■ **DOCUMENT SEGMENT**:
##############################

There is something reminiscent of military precision to Potts’s controlled demeanour. As he moves through Newman’s corridors, he orders children to tuck in their shirts or tie their shoelaces. His manner with the kids is not brusque but brisk, as if he is reminding them of a standard they’ve mutually agreed to uphold. In his office, I’d noticed a copy of, a best-selling, adventure-themed devotional written by the explorer Bear Grylls.

Potts and I first spoke in August 2022, on a patchy line as he drove his son to watch a women’s Hundred cricket match at Old Trafford. In the last days of that long, politically rancorous summer, the Conservative party leadership campaign was in full swing, following the resignation of Boris Johnson. There was only one other national news story: soaring energy prices.

Potts deemed the school uniform “brilliant, beautiful”, and he meant that sincerely. It was not only a means of instilling discipline, he explained, it also muted the differences between “haves” and “have-nots”. At Newman, 43 per cent of pupils are eligible for free school meals, compared with a national average of 24 per cent. In a low-wage economy, however, free meals are only a superficial proxy for poverty.

As Potts ushered me, businesslike, upstairs to his office, he explained that ever since its opening, Newman has had faulty heating and a leaking roof. Ten to 12 classrooms a day get flooded when it rains, he said, “and in Oldham it rains quite a lot. It’s the drizzle that kills us.” “Anyone want to bet £10,000 the roof didn’t leak over the weekend?” Potts asked at a staff meeting later in the year. “Good,” he replied to the bemused silence. “You would have lost your money.”

I asked what cancelling the school trips might mean for his kids: “You’re going to think I’m over-egging the pudding here, but I can categorically tell you this,” he replied. “We took some children away to Castlerigg, which is a sort of retreat house over in Cumbria, in Keswick, and it was the first time one of the students had seen a live cow. And they were laughing, because they do just look like the cartoon.

##############################

■ **PROVIDED DATA**:
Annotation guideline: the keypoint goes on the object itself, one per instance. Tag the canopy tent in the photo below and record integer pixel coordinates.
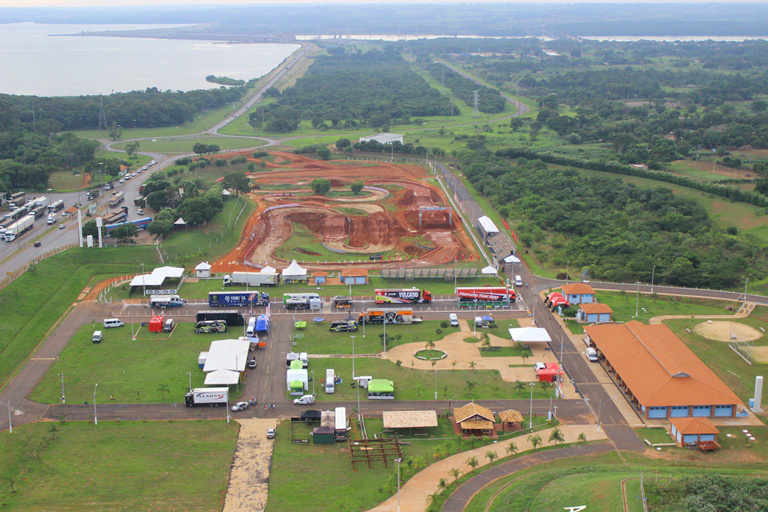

##############################

■ **TASK SET**:
(a) In the passage on Potts and Newman school, rewrite the paragraph beginning "Potts deemed the school uniform" as a shorter version that keeps its main facts.
(b) Decide whether each statement agrees with the passage on Potts and Newman school. Answer yes or no, and quote the words that settle it: (i) Potts and the writer first spoke in August 2022. (ii) On rainy days, ten to 12 classrooms at Newman get flooded. (iii) Potts is brusque with the children.
(c) Write the next part of the passage on Potts and Newman school, picking up after its final sentence.

■ **ANSWERS TO THE EXERCISE**:
(a) Potts sincerely calls the school uniform "brilliant, beautiful," because it instills discipline and mutes the differences between "haves" and "have-nots." At Newman, 43 percent of pupils qualify for free school meals, against a national average of 24 percent. In a low-wage economy, however, free meals are only a superficial proxy for poverty.

(b)
(i) Yes: "Potts and I first spoke in August 2022"
(ii) Yes: "Ten to 12 classrooms a day get flooded when it rains"
(iii) No: "His manner with the kids is not brusque but brisk"

(c)
“I understand that we have to be accountable for money,” Potts said, of the ministerial impulse to control spending at the centre. But, “we won’t be spending it on headteachers’ golden toilet seats”. Government figures for January to March this year showed an 80 per cent rise in Oldhamers deemed homeless and eligible for statutory rehousing, with a similar rise in the number of children living in temporary accommodation. The town’s homeless figures are now nearly twice the English rate.One Newman pupil trying to revise in the living room of temporary accommodation told the school they were struggling to read. “I can’t do it, the lights aren’t bright enough,” the teenager explained.

Teacher recruitment was becoming nearly impossible. Before Christmas, the school had advertised for seven jobs, some of them on starting salaries of £25,000-£28,000. Three had had no applicants at all by the time I spoke to Potts in April, days after the latest teacher training statistics revealed that the government had missed its recruitment target by 40 per cent over the previous year.

All those issues, and more, are being constantly sifted and addressed by staff. Feedback, said Potts in November, showed worrying signs of emotional strain; staff members told him that they “want to cry sometimes”.